_Given text_
# Dishonest vs. Pedantic?



## Wayfarer (Mar 19, 2006)

Something I read in a recent thread. It got me to thinking of other recent threads, such as RSS's attempt to have the Interchange closed down, his not so subtle attempts to get me banned, and some fall out from this whole thing.

So, let us expand this little question to make it not quite such a dichotomy. Dishonest (which can include dishonest arguments, namely fallacies), or just plain incorrect, vs. pedantic. The general opinion put forth was that "discussion" should constitute people posting their unsupported opinions, presented as fact, and/or people should feel free to use any dishonest form they feel like and not be called on it. So I felt like a captain just now and thought I would start a poll.

Dishonest vs. pedantic?


----------



## Acct2000 (Sep 24, 2005)

I think you should try to stay within the realm of civility and reasonableness if you want people to listen to you. On the other hand, I don't necessarily want to do research to back up every single thing I might type.

_Photo-based referring expression data_
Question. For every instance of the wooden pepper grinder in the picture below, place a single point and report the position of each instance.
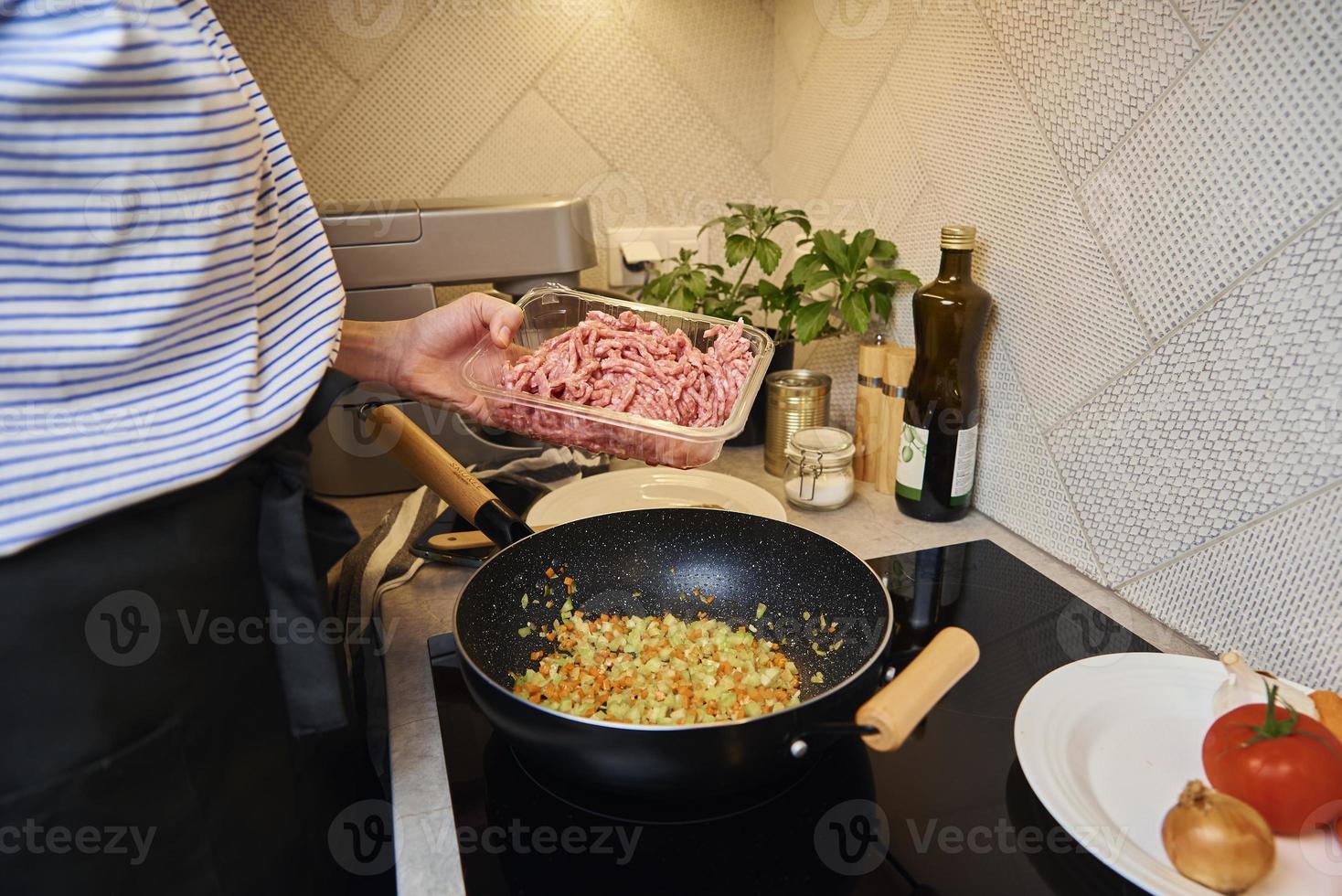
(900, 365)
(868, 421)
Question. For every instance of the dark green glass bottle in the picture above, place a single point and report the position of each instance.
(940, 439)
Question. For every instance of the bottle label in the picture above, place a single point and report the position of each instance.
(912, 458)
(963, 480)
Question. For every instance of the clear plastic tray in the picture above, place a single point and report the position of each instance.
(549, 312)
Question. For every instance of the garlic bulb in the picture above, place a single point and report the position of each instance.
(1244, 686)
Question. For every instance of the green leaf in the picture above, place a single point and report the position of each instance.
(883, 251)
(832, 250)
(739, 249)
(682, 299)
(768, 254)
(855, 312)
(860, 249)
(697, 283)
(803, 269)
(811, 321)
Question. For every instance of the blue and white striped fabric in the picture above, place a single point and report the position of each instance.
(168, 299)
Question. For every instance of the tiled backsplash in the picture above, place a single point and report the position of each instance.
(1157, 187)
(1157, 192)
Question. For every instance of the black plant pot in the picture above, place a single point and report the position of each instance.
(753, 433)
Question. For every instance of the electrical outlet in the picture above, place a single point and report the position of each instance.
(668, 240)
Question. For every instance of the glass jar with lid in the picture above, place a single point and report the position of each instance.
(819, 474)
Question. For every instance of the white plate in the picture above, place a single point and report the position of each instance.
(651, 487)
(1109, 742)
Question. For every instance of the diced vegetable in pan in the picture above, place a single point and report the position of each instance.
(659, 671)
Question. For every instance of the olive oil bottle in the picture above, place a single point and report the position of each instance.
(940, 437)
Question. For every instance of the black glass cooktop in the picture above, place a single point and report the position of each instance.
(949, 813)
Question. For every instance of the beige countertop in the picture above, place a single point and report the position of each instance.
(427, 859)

_Work task_
Resume the forum thread on dishonest versus pedantic posting, starting after its last sentence.

_Your response_
This is an internet message board; I'm not applying for a doctorate.

I guess I try to stay away from shrill claims I can't back up.

I think most of us know who is shrill and who posts stuff that is likely to be accurate. At least after reading for awhile, most of us can figure that out.

When reading anything in a forum like this, I believe a bit of "Reader Beware" skepticism is necessary and appropriate.

I would hope people would not post deliberate lies, but our world is not a perfect one.


----------



## Laxplayer (Apr 26, 2006)

A little of both I'd say. It depends upon what we are discussing. Science or philosophy? To me, science is empirical and experimental. Everything else cannot be stated as fact.

_I find this meatloaf rather shallow and pedantic.-Peter Griffin, Family Guy_


----------



## ksinc (May 30, 2005)

You people voting option 1 and 2 need to post your arguments, sources, and peer review!


----------



## Wayfarer (Mar 19, 2006)

ksinc said:


> You people voting option 1 and 2 need to post your arguments, sources, and peer review!


:aportnoy:


----------



## mpcsb (Jan 1, 2005)

ksinc said:


> You people voting option 1 and 2 need to post your arguments, sources, and peer review!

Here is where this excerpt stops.